__Records provided__:

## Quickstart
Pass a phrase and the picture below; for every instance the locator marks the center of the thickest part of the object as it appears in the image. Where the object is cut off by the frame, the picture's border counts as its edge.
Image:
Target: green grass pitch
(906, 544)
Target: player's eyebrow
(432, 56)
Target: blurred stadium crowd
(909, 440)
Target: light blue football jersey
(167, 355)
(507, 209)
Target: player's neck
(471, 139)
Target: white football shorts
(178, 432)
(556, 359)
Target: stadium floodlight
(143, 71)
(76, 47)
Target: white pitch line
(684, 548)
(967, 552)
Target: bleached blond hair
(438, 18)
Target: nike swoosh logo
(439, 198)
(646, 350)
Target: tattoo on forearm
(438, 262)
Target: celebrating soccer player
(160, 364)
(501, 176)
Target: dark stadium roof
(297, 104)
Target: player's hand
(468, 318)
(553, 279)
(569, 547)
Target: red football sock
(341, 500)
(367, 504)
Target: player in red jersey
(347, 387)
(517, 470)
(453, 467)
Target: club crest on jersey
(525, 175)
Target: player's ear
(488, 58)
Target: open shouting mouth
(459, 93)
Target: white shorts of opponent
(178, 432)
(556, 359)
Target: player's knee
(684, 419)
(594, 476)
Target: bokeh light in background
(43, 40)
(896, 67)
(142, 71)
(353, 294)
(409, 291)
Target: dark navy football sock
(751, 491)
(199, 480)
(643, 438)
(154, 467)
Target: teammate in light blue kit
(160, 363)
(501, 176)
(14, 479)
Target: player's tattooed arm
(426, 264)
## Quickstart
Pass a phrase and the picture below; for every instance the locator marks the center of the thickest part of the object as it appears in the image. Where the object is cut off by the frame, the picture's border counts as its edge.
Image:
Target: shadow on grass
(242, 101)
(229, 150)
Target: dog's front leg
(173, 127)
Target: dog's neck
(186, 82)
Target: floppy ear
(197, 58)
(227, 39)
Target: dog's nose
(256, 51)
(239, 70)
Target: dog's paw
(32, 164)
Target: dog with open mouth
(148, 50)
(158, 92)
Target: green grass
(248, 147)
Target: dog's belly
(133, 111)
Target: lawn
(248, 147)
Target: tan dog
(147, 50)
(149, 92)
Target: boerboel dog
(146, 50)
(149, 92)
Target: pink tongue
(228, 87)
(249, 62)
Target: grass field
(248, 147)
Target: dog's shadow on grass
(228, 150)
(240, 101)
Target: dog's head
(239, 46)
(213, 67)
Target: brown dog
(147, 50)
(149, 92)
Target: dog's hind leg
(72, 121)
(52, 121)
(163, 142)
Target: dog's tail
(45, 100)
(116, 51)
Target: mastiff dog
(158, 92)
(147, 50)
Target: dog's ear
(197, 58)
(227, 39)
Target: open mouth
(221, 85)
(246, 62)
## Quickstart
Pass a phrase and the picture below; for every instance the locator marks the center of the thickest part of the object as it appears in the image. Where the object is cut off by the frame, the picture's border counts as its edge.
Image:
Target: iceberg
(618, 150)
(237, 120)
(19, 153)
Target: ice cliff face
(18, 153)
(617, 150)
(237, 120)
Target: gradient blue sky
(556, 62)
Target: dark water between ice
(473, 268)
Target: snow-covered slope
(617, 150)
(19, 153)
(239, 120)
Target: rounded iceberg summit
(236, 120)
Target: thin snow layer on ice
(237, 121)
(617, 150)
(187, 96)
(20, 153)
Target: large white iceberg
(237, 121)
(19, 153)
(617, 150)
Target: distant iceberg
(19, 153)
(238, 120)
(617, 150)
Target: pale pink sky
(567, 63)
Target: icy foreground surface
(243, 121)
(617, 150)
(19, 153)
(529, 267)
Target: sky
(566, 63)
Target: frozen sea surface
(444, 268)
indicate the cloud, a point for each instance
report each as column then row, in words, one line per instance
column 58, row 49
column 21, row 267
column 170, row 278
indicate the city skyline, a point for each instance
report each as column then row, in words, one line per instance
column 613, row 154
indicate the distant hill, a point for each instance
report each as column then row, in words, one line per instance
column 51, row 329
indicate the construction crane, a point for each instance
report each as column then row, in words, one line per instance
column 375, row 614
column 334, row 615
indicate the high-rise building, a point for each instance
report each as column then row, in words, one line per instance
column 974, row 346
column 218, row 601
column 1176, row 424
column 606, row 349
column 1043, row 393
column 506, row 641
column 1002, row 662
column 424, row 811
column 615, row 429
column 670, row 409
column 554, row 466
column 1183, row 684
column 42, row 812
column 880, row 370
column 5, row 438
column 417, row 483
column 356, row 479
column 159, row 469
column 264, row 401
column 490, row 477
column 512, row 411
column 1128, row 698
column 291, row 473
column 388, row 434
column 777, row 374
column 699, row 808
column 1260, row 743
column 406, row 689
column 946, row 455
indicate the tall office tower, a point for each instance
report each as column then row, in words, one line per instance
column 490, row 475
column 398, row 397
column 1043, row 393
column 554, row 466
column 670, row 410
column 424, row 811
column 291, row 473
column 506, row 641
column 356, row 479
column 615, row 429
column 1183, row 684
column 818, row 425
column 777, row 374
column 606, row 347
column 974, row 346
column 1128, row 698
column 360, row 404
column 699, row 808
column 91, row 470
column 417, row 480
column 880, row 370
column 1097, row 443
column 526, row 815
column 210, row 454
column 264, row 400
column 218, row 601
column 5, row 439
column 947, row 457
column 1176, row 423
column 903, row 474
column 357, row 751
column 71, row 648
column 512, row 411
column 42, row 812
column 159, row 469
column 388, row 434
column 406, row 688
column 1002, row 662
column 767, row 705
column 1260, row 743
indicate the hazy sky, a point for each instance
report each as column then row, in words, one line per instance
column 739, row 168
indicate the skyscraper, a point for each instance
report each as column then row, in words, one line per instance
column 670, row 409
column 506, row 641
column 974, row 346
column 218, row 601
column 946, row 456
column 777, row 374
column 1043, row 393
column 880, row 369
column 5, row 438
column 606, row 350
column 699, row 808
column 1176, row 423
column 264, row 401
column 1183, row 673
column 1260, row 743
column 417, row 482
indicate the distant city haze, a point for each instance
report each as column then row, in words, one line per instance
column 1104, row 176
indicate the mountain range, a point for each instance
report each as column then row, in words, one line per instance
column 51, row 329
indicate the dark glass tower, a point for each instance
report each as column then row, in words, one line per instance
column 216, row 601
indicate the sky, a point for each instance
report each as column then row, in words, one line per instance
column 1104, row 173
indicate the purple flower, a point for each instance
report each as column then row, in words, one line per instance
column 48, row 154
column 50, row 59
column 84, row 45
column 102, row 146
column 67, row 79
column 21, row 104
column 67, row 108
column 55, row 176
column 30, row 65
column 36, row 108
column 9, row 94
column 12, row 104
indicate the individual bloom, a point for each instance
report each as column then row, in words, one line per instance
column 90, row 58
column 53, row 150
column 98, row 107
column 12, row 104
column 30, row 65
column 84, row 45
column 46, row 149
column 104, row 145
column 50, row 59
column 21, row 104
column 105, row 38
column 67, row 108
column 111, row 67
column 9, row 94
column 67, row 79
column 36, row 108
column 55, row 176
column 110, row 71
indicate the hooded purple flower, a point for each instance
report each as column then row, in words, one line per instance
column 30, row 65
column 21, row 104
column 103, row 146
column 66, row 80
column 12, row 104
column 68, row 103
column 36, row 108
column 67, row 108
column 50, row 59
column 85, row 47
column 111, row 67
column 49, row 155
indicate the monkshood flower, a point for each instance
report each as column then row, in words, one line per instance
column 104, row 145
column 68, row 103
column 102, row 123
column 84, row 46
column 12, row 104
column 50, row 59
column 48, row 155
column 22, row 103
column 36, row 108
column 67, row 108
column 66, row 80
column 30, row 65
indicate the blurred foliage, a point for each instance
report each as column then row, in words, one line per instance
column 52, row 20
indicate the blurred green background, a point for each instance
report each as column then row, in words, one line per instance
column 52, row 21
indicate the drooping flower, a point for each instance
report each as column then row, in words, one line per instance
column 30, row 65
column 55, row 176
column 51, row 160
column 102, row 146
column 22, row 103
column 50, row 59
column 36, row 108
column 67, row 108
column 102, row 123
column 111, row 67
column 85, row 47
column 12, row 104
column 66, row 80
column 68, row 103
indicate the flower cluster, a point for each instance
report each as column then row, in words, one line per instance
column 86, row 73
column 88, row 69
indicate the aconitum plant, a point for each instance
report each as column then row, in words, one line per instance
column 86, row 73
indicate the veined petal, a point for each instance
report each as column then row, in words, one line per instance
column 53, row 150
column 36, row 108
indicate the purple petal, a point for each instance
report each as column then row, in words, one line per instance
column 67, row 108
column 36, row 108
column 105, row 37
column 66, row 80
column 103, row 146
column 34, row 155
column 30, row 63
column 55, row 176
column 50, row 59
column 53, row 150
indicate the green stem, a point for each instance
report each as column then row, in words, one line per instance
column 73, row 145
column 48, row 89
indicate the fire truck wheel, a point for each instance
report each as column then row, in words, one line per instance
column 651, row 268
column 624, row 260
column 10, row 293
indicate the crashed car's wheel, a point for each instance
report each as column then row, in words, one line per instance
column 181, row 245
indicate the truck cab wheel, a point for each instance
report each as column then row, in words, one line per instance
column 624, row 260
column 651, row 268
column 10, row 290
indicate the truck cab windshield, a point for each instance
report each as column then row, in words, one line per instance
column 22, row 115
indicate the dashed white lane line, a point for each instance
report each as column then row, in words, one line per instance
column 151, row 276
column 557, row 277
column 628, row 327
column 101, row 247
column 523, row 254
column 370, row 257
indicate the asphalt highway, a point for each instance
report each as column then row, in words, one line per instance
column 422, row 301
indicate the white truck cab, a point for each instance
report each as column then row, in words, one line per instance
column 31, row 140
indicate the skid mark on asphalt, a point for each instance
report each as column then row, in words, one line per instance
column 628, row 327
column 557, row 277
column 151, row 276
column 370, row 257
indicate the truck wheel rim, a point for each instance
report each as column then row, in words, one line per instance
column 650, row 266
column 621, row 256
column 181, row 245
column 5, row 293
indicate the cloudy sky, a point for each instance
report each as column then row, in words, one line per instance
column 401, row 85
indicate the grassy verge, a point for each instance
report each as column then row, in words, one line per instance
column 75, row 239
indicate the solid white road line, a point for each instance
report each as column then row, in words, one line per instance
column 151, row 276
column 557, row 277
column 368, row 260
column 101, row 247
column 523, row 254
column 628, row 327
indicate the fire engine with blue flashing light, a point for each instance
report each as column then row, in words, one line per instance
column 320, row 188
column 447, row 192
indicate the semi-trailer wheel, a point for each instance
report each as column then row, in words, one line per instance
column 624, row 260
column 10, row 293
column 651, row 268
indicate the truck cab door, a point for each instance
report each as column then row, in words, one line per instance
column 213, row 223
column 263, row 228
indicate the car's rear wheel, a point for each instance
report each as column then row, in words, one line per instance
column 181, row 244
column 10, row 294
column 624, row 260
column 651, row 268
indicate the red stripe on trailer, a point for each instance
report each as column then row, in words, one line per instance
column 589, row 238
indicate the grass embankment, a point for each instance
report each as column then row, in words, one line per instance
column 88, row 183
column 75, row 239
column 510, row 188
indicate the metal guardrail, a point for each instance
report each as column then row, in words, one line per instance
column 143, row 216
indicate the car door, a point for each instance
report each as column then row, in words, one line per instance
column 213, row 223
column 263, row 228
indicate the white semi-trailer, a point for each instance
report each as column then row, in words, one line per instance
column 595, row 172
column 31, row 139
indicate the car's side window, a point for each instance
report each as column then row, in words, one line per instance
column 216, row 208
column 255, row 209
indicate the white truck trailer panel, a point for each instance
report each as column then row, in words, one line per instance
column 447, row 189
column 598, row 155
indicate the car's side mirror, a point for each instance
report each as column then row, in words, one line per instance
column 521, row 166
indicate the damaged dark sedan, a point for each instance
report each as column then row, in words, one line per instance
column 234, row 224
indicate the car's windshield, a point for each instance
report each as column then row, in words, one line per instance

__Your objective__: Give an exact copy of the lines above from the line with "indicate the tall" up to and including the line with "indicate the purple flower, a", and leave everything else out.

__Exercise answer__:
indicate the tall office tower, a point for each instance
report each as column then row, in words, one line per instance
column 490, row 475
column 398, row 397
column 1043, row 393
column 554, row 466
column 670, row 410
column 424, row 811
column 291, row 473
column 506, row 641
column 356, row 479
column 615, row 429
column 1183, row 684
column 818, row 425
column 777, row 374
column 606, row 347
column 974, row 346
column 1128, row 698
column 360, row 404
column 699, row 808
column 91, row 470
column 417, row 480
column 880, row 370
column 1097, row 443
column 526, row 815
column 210, row 454
column 264, row 400
column 218, row 601
column 5, row 439
column 947, row 457
column 1176, row 423
column 903, row 474
column 357, row 751
column 71, row 648
column 512, row 411
column 42, row 812
column 159, row 469
column 388, row 434
column 406, row 688
column 1002, row 662
column 767, row 705
column 1260, row 743
indicate the hazy sky, a point for each instance
report each as column then row, in words, one line per instance
column 739, row 168
indicate the skyscraper, a point for each instance
report each as column then row, in words, one line per instance
column 670, row 409
column 506, row 641
column 974, row 346
column 218, row 601
column 946, row 456
column 777, row 374
column 1043, row 393
column 880, row 369
column 5, row 438
column 606, row 350
column 699, row 808
column 1176, row 423
column 264, row 401
column 1183, row 673
column 1260, row 743
column 417, row 482
indicate the distant city haze, a point for each instance
report each as column then row, in words, one line per instance
column 1104, row 176
indicate the mountain range, a point for each instance
report each as column then row, in words, one line per instance
column 51, row 329
indicate the dark glass tower, a point for each instance
report each as column then row, in words, one line per instance
column 216, row 601
indicate the sky, a point for each instance
report each as column then row, in words, one line per instance
column 1104, row 173
indicate the purple flower, a point for each instance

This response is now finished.